▶ STATED PROBLEM
Write a continuation of the piece on Israel Gelfand's death that follows, picking up right after its last sentence.
___ TEXT SEGMENT
Israel Gelfand, who made profound and prolific contributions to many areas of mathematics, including functional analysis, representation theory, operator algebras, and partial differential equations, died on Monday, age 96.

Gelfand’s beautiful theory of ${C^*}$-algebras and related spaces made quite an impact on me as a graduate student in Princeton, to the point where I was seriously considering working in this area; but there was not much activity in operator algebras at the time there, and I ended up working in harmonic analysis under Eli Stein instead. (Though I am currently involved in another operator algebras project, of which I hope to be able to discuss in the near future. The commutative version of Gelfand’s theory is discussed in these lecture notes of mine.)

I met Gelfand only once, in one of the famous “Gelfand seminars” at the IHES in 2000. The speaker was Tim Gowers, on his new proof of Szemerédi’s theorem. (Endre Szemerédi, incidentally, was Gelfand’s student.) Gelfand’s introduction to the seminar, on the subject of Banach spaces which both mathematicians contributed so greatly to, was approximately as long as Gowers’ talk itself!
______
___ GIVEN INFORMATION
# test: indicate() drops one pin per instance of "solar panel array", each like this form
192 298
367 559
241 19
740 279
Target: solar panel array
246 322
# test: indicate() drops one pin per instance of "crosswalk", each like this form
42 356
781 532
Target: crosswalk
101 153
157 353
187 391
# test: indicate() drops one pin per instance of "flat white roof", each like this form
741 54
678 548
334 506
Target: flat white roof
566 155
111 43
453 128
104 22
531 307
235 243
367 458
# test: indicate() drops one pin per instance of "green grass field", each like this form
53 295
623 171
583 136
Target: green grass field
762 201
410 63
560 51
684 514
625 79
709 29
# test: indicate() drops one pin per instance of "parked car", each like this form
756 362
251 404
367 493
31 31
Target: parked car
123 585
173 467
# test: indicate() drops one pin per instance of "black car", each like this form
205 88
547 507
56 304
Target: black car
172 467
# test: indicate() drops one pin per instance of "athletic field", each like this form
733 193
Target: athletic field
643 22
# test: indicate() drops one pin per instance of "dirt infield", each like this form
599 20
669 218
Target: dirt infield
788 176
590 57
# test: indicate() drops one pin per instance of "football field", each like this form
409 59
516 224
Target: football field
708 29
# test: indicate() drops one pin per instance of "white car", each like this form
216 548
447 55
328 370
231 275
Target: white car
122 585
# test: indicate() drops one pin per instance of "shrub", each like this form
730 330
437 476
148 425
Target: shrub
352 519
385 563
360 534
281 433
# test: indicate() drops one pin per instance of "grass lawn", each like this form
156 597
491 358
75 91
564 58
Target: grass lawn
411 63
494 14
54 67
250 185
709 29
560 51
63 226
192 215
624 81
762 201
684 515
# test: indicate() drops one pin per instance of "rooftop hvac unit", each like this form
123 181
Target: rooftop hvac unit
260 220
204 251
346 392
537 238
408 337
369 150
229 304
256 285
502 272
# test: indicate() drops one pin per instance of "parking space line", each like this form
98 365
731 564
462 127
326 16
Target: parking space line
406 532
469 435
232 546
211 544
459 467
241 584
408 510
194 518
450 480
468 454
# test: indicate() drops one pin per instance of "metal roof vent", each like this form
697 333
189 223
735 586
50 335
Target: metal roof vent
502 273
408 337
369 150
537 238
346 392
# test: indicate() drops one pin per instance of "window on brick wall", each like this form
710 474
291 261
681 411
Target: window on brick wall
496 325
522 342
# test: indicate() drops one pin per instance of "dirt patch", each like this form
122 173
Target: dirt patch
______
▶ ANSWER TO THE TASK
There are far too many contributions to mathematics by Gelfand to name here, so I will only mention two. The first are the Gelfand-Tsetlin patterns, induced by an ${n \times n}$ Hermitian matrix ${A}$. Such matrices have ${n}$ real eigenvalues ${\lambda_{n,1} \leq \ldots \leq \lambda_{n,n}}$. If one takes the top ${n-1 \times n-1}$ minor, this is another Hermitian matrix, whose ${n-1}$ eigenvalues ${\lambda_{n-1,1} \leq \ldots \leq \lambda_{n-1,n-1}}$ intersperse the ${n}$ eigenvalues of the original matrix: ${\lambda_{n,i} \leq \lambda_{n-1,i} \leq \lambda_{n,i+1}}$ for every ${1 \leq i \leq n-1}$. This interspersing can be easily seen from the minimax characterisation

$\displaystyle \lambda_{n,i} = \inf_{\hbox{dim}(V)=i} \sup_{v \in V: \|v\|=1} \langle Av, v \rangle$

of the eigenvalues of ${A}$, with the eigenvalues of the ${n-1 \times n-1}$ minor being similar but with ${V}$ now restricted to a subspace of ${{\mathbb C}^{n-1}}$ rather than ${{\mathbb C}^n}$.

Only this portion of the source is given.